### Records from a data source

* * * * * * * * *

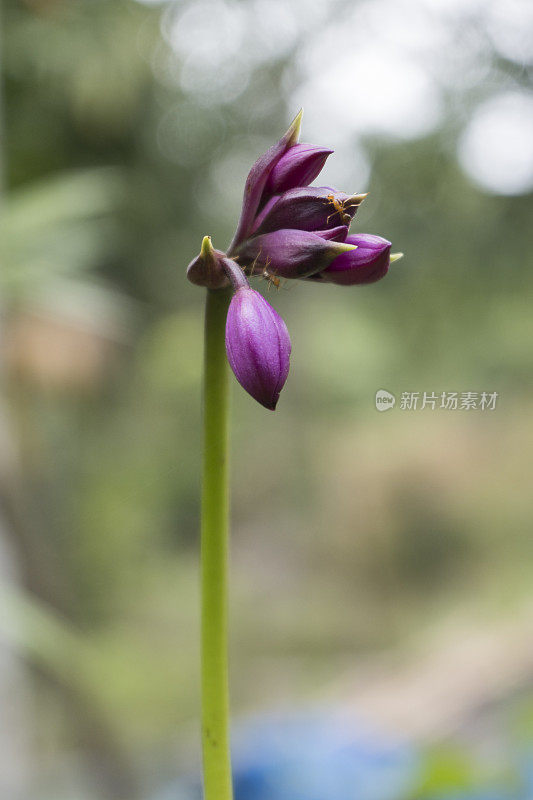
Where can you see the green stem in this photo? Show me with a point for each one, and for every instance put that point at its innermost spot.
(215, 529)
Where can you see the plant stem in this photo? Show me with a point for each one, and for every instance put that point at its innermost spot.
(214, 554)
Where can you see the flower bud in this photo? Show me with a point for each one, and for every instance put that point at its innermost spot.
(258, 346)
(308, 208)
(299, 166)
(258, 176)
(367, 264)
(207, 269)
(289, 253)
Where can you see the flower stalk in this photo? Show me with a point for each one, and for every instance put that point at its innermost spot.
(287, 230)
(214, 553)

* * * * * * * * *

### EXERCISE
All that is needed is the line containing "Where can you see the plant" and each line after it to the end of the data above, set down exactly.

### RESPONSE AREA
Where can you see the plant stem in this photo? Show me with a point for each one, and for every instance put that point at its innermost spot.
(214, 554)
Where can you see the flower bud in this photo? Show me with a point for each one, and for every instance put that point at its innermost spot.
(258, 346)
(308, 208)
(299, 166)
(258, 176)
(367, 264)
(207, 269)
(289, 253)
Where can you see the flower stalk in this photo? Show me with a point for each one, and for every instance put that point at its innermost spot.
(287, 230)
(214, 553)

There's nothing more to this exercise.